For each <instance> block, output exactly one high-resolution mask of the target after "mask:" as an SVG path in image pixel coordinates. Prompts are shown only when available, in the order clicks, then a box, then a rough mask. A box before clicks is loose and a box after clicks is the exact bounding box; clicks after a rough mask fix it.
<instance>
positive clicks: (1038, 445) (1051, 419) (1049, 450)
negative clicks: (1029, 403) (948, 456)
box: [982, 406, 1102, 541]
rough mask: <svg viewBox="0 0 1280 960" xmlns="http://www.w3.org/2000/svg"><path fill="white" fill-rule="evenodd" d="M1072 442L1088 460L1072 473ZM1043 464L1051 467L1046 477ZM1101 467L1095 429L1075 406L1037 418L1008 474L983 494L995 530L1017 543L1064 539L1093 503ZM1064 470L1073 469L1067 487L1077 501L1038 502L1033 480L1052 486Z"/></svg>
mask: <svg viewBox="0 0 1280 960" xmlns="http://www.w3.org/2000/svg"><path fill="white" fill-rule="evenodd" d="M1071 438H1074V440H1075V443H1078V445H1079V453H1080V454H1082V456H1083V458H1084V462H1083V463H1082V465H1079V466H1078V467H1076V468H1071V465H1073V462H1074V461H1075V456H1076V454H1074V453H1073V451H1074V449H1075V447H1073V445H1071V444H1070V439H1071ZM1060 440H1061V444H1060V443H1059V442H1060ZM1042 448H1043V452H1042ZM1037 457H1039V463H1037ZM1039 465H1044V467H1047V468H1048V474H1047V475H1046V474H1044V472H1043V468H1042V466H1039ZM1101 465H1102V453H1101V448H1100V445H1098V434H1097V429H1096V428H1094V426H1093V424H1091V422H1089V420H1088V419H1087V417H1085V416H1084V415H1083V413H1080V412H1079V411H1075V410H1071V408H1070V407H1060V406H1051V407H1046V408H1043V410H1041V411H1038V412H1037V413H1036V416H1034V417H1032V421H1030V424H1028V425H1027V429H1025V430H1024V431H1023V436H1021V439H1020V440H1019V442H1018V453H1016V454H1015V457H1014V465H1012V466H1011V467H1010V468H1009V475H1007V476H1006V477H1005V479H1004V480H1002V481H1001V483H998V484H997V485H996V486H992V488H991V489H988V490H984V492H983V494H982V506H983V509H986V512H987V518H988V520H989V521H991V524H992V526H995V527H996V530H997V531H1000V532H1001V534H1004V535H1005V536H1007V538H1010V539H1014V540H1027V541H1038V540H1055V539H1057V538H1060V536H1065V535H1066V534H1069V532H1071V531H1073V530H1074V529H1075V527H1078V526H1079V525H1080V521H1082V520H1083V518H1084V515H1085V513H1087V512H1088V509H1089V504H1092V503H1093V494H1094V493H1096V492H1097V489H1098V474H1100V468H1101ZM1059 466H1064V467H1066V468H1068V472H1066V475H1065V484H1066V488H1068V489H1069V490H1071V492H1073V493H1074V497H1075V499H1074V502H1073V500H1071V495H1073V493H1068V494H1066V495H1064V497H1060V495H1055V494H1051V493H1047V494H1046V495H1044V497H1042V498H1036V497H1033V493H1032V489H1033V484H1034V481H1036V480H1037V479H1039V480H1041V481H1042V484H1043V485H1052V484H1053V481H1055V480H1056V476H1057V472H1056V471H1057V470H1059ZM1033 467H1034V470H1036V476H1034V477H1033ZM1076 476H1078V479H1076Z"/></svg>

····················

◆ Problem details: Begin with the first line of the records and reproduce each line as is, ending with the line that holds "box: [982, 406, 1102, 541]".

◆ Solution to the exercise:
For each <instance> block, output exactly one high-resolution mask of the target after "mask:" as an SVG path in image pixel coordinates. Prompts are shown only when available, in the order clicks, then a box, then a rough mask. A box before clicks is loose and a box after clicks is the exact bounding box; clicks after a rough mask fix it.
<instance>
positive clicks: (1038, 445) (1051, 419) (1049, 450)
negative clicks: (1029, 403) (948, 456)
box: [982, 406, 1102, 541]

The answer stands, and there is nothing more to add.